== Data records

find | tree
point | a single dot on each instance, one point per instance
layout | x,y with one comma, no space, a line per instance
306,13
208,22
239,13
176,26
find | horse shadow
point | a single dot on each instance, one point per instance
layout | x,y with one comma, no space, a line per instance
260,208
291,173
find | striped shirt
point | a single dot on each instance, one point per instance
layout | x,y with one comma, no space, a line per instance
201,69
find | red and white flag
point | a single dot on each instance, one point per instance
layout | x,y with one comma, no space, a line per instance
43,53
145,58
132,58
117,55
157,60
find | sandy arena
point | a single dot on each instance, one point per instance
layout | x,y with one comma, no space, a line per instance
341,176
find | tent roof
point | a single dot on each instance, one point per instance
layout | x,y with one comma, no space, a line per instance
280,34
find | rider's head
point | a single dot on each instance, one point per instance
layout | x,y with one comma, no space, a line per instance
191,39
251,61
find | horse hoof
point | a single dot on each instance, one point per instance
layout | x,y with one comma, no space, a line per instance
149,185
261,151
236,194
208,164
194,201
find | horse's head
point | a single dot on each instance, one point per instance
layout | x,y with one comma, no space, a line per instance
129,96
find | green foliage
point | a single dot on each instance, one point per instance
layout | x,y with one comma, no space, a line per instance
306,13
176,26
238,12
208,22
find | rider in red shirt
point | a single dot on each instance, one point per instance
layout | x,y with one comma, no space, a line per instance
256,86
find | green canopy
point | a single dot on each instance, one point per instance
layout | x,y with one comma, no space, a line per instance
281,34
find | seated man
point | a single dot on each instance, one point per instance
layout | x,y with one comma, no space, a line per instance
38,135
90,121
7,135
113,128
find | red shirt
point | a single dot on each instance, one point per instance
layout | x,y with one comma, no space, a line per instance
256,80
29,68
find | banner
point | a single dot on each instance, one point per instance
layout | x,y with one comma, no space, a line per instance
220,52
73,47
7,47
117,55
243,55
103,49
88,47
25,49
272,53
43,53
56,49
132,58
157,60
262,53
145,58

====

--- Exercise task ---
Reproduce all the items above, switching "single dot" to "single mark" wherever it appears and leaving everything else unchanged.

--- Answer below ---
find | tree
point | a single mark on each instance, one point per instance
layout | x,y with one comma, no space, a line per instance
306,13
208,22
239,13
176,26
find | horse shadow
point | a single mark on each instance, one point per instance
layout | x,y with one comma, no space, a line per instance
260,208
291,173
find | striped shirt
point | a single mark on each instance, one point per instance
layout | x,y with one comma, no space, a line per instance
201,69
find | red and white flag
point | a single mark on each instance, one point per instance
layout | x,y with one comma, no space, a line per instance
43,53
145,58
132,58
117,55
157,60
find | sandy arena
point | a single mark on each instance, one point per instance
layout | x,y with one comma, no space, a line per instance
341,176
find | tent roof
point | a single mark on each instance, one point per instance
layout | x,y with one comma, no space, a line per instance
280,34
find | rider's head
point | a single mark on each instance, one point per instance
layout | x,y with one comma, no space, a line per instance
191,39
251,61
find | horse hoof
point | a single mark on each instance, one point per instance
layout | x,y with one comma, no space, a line per instance
149,185
261,151
236,194
208,164
194,201
find | horse's head
point | a single mark on each instance, one point per instance
layout | x,y with one comma, no space, a line per instance
129,96
find | green foliage
point | a single mark on each instance, one point per instance
layout | x,y with one comma, no space, a line per instance
306,13
176,26
238,12
208,22
find | rider in red shirt
point | a single mark on each instance, one point per instance
layout | x,y with one comma, no space, a line per instance
256,86
find | green canopy
point | a single mark on each instance, one point per instance
layout | x,y with one comma, no space, a line per instance
281,34
find | seated man
point | a single mark on each instance, one point per instance
layout | x,y with one comma, no space, a line per instance
38,135
90,121
7,135
113,128
find | red shirt
point | a single mark on each instance, one point per instance
layout | x,y with one comma, no space, a line per instance
256,80
29,68
find | banner
point | a single mark on each instance, one point per instance
layout | x,y with one comma, no space, a line per instance
220,52
73,47
7,47
117,55
243,55
103,49
88,47
25,49
272,53
43,53
56,49
132,58
157,60
262,53
145,58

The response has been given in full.